[[ SELECTED TEXT open ]]

Light rail costs shouldn’t weigh us down

Canberrans might disagree about whether light rail is the best public transport system for their city. However, we probably all agree we shouldn't spend more than we have to on a project already billed at $700 million. Industry consensus is that construction in Australia generally is approximately four times more expensive to build here than in comparable European countries (eg, Germany) – why is this so?

Why is it so much more expensive to build something in Australia?

One undoubted reason for higher construction costs is the (omni) presence of the CFMEU. The CFMEU attempts, and unfortunately often succeeds, to literally control the construction industry, both here in Canberra and across the country. They mainly wield this control through their anti-competitive pattern enterprise bargaining agreements. The Independent Contractors of Australia estimate that such anti-competitive activities inflate construction costs in this country at somewhere between 20 to 30 per cent. That's roughly a quarter. A quarter of $700 million is $175 million – that is public money far better spent on health or education – not going into some union's war chest.

And there's the rub – we know that the CFMEU, via UnionsACT, have been involved in the tender process for light rail. So, with execution of light rail contracts imminent, it's critical we address potential probity issues that may have inflated the price, before it's too late.

During the tender process, the existence of a Unions ACT / ACT Government memorandum of understanding "came to light", as it were. We now know that, late in the bidding process, tendering consortia were provided with copies of the MOU. A copy of the MOU was handed by Capital Metro to the final two bidders. One can only imagine their surprise at being made aware of such a powerful document late in the day.

[[ SELECTED TEXT closed ]]

▶ INSTRUCTION A:
Gather every line in the records below that contains the string "positive".

[[ DATA FOR THIS TASK open ]]

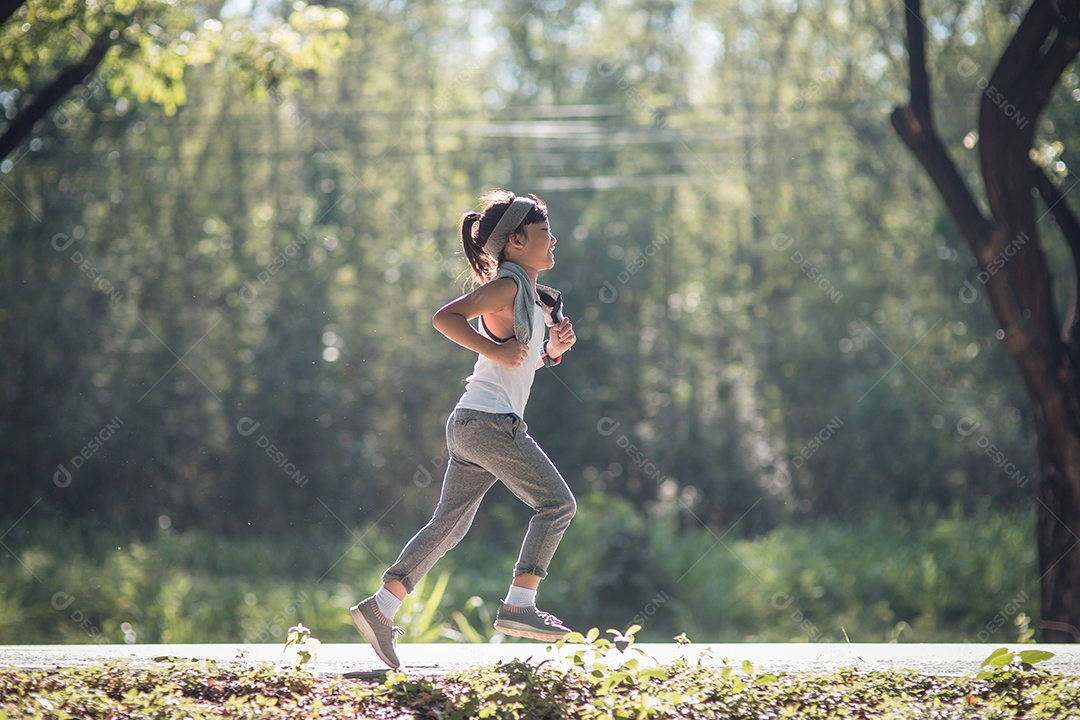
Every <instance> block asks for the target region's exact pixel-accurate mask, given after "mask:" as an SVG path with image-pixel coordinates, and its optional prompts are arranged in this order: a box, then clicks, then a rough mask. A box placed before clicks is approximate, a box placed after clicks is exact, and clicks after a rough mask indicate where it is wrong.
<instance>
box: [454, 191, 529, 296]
mask: <svg viewBox="0 0 1080 720" xmlns="http://www.w3.org/2000/svg"><path fill="white" fill-rule="evenodd" d="M516 196H517V195H515V194H514V193H512V192H510V191H509V190H501V189H498V188H496V189H495V190H488V191H487V192H485V193H484V194H483V195H481V196H480V205H482V206H483V207H484V209H482V210H481V212H480V213H465V214H464V215H462V216H461V225H460V227H459V229H458V230H459V233H460V234H461V248H462V249H463V250H464V255H465V260H468V261H469V268H470V270H471V271H472V272H471V275H472V280H473V282H474V283H476V284H481V283H486V282H487V281H489V280H491V279H492V277H495V273H497V272H498V271H499V266H501V264H502V262H503V260H504V259H505V258H504V257H503V254H504V253H505V248H503V249H502V252H500V253H499V259H498V260H496V259H495V258H492V257H491V256H490V255H488V254H487V253H485V252H484V244H485V243H487V239H488V237H490V236H491V231H492V230H495V226H497V225H499V220H500V219H501V218H502V215H503V214H504V213H505V212H507V208H509V207H510V204H511V203H513V202H514V199H515V198H516ZM528 198H531V199H532V201H534V202H536V204H537V206H536V207H534V208H532V209H530V210H529V212H528V213H527V214H526V215H525V219H524V220H522V223H521V225H518V226H517V227H516V228H514V229H513V231H512V232H522V229H523V228H524V227H525V226H527V225H535V223H537V222H545V221H546V220H548V205H545V204H544V202H543V201H542V200H540V199H539V198H537V196H536V195H532V194H530V195H528Z"/></svg>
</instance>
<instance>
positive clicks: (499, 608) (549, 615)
mask: <svg viewBox="0 0 1080 720" xmlns="http://www.w3.org/2000/svg"><path fill="white" fill-rule="evenodd" d="M495 629H497V630H499V631H500V633H502V634H503V635H513V636H515V637H519V638H529V639H530V640H545V641H549V642H551V641H554V640H562V639H563V638H565V637H566V636H567V634H569V631H570V628H569V627H567V626H566V625H564V624H563V621H561V620H559V619H558V617H556V616H555V615H553V614H551V613H550V612H543V611H542V610H537V609H536V608H535V607H534V608H518V607H515V606H512V604H507V603H505V602H500V603H499V613H498V614H497V615H496V616H495Z"/></svg>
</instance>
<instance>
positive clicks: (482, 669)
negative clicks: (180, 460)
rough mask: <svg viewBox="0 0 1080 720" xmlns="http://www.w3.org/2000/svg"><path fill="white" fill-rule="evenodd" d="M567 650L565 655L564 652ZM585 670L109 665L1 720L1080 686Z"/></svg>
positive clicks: (1040, 689) (768, 706) (729, 671)
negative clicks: (424, 669)
mask: <svg viewBox="0 0 1080 720" xmlns="http://www.w3.org/2000/svg"><path fill="white" fill-rule="evenodd" d="M570 647H572V646H566V647H564V648H563V650H566V649H568V648H570ZM592 648H593V650H594V651H595V652H597V653H599V657H600V658H602V660H603V661H604V662H603V663H599V665H600V667H597V666H596V664H591V665H588V666H585V667H582V666H580V665H579V664H577V663H575V662H566V661H564V660H561V658H558V657H552V658H549V660H544V661H542V662H540V663H538V664H535V665H534V664H527V663H523V662H516V661H515V662H513V663H508V664H500V665H496V666H492V667H476V668H472V669H469V670H463V671H459V673H456V674H453V675H450V676H446V677H440V678H429V677H422V676H409V675H407V674H405V673H401V671H391V673H388V674H386V678H384V679H380V680H359V681H354V680H345V679H340V678H334V677H316V676H314V675H312V674H311V673H309V671H307V670H303V669H299V668H287V667H285V668H282V667H272V666H268V665H260V666H251V665H245V664H242V663H212V662H205V663H175V662H163V663H153V664H151V665H150V666H148V667H138V666H133V665H127V664H123V663H108V664H104V665H97V666H92V667H82V668H58V669H54V670H48V671H43V670H36V671H27V670H21V669H18V668H11V667H9V668H3V669H0V718H2V717H12V718H14V717H29V716H35V717H44V718H55V719H57V720H58V719H60V718H65V719H66V718H73V717H103V718H104V717H109V718H114V719H116V720H129V719H132V720H134V719H136V718H139V719H140V718H150V717H153V718H204V719H206V720H211V719H217V718H237V717H257V718H267V719H271V718H298V717H307V718H315V717H319V718H327V719H334V718H356V717H397V716H403V715H408V716H410V717H438V718H448V719H455V720H463V719H465V718H504V719H515V720H516V719H522V720H524V719H525V718H567V719H573V718H583V719H596V720H599V719H602V718H639V719H645V718H669V717H680V718H729V717H753V718H758V717H769V718H836V717H886V718H895V719H905V720H906V719H913V720H914V719H916V718H926V717H933V718H940V719H941V720H959V719H961V718H962V719H968V718H971V719H975V718H978V719H981V720H999V719H1004V718H1016V717H1024V718H1029V719H1032V720H1034V719H1042V718H1045V719H1048V720H1049V719H1054V720H1056V719H1058V718H1065V717H1076V716H1077V714H1078V712H1080V681H1078V679H1077V677H1076V676H1065V675H1054V674H1049V673H1044V671H1037V670H1030V669H1024V668H1023V667H1020V666H1016V667H1015V670H1014V675H1013V677H1012V678H1011V680H1010V682H1009V683H1008V684H1007V685H1005V684H1002V683H1000V682H995V681H994V680H988V679H983V678H980V677H976V676H970V675H969V676H960V677H935V676H926V675H916V674H913V673H908V671H904V670H896V671H888V673H859V671H854V670H841V671H839V673H835V674H795V675H787V674H783V675H780V676H766V675H760V674H756V673H755V671H754V668H753V667H750V668H747V667H746V664H745V663H743V664H741V665H740V666H738V667H737V666H732V665H730V664H728V663H726V662H725V663H723V664H720V665H719V666H706V665H703V664H701V663H693V664H691V663H689V662H687V661H685V660H679V661H676V662H674V663H672V664H669V665H663V666H650V665H648V663H646V662H642V663H638V664H637V665H634V664H632V663H633V662H637V658H631V660H626V658H625V653H624V652H623V651H620V650H617V649H615V648H612V647H609V648H605V649H603V650H600V649H599V648H597V647H596V646H595V644H593V646H592Z"/></svg>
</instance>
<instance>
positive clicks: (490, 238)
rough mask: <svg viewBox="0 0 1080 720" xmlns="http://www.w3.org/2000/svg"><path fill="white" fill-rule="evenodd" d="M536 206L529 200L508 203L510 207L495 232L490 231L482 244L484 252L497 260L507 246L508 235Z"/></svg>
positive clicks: (534, 202)
mask: <svg viewBox="0 0 1080 720" xmlns="http://www.w3.org/2000/svg"><path fill="white" fill-rule="evenodd" d="M536 206H537V204H536V202H535V201H534V200H531V199H530V198H514V202H512V203H510V207H508V208H507V212H505V213H503V214H502V217H501V218H499V221H498V222H497V223H496V226H495V230H492V231H491V234H490V235H489V236H488V239H487V242H486V243H484V252H485V253H487V254H488V255H490V256H491V257H492V258H495V259H496V260H498V259H499V253H501V252H502V248H503V247H505V246H507V241H508V240H510V233H512V232H513V231H514V230H516V229H517V227H518V226H521V225H522V221H523V220H524V219H525V216H526V215H528V214H529V210H531V209H532V208H534V207H536Z"/></svg>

[[ DATA FOR THIS TASK closed ]]

▶ INSTRUCTION B:
Print the light rail costs text above again, word for word and in full.

▶ EXPECTED ANSWER A:
positive clicks: (499, 608) (549, 615)
positive clicks: (482, 669)
positive clicks: (1040, 689) (768, 706) (729, 671)
positive clicks: (490, 238)
positive clicks: (534, 202)

▶ EXPECTED ANSWER B:
Light rail costs shouldn’t weigh us down

Canberrans might disagree about whether light rail is the best public transport system for their city. However, we probably all agree we shouldn't spend more than we have to on a project already billed at $700 million. Industry consensus is that construction in Australia generally is approximately four times more expensive to build here than in comparable European countries (eg, Germany) – why is this so?

Why is it so much more expensive to build something in Australia?

One undoubted reason for higher construction costs is the (omni) presence of the CFMEU. The CFMEU attempts, and unfortunately often succeeds, to literally control the construction industry, both here in Canberra and across the country. They mainly wield this control through their anti-competitive pattern enterprise bargaining agreements. The Independent Contractors of Australia estimate that such anti-competitive activities inflate construction costs in this country at somewhere between 20 to 30 per cent. That's roughly a quarter. A quarter of $700 million is $175 million – that is public money far better spent on health or education – not going into some union's war chest.

And there's the rub – we know that the CFMEU, via UnionsACT, have been involved in the tender process for light rail. So, with execution of light rail contracts imminent, it's critical we address potential probity issues that may have inflated the price, before it's too late.

During the tender process, the existence of a Unions ACT / ACT Government memorandum of understanding "came to light", as it were. We now know that, late in the bidding process, tendering consortia were provided with copies of the MOU. A copy of the MOU was handed by Capital Metro to the final two bidders. One can only imagine their surprise at being made aware of such a powerful document late in the day.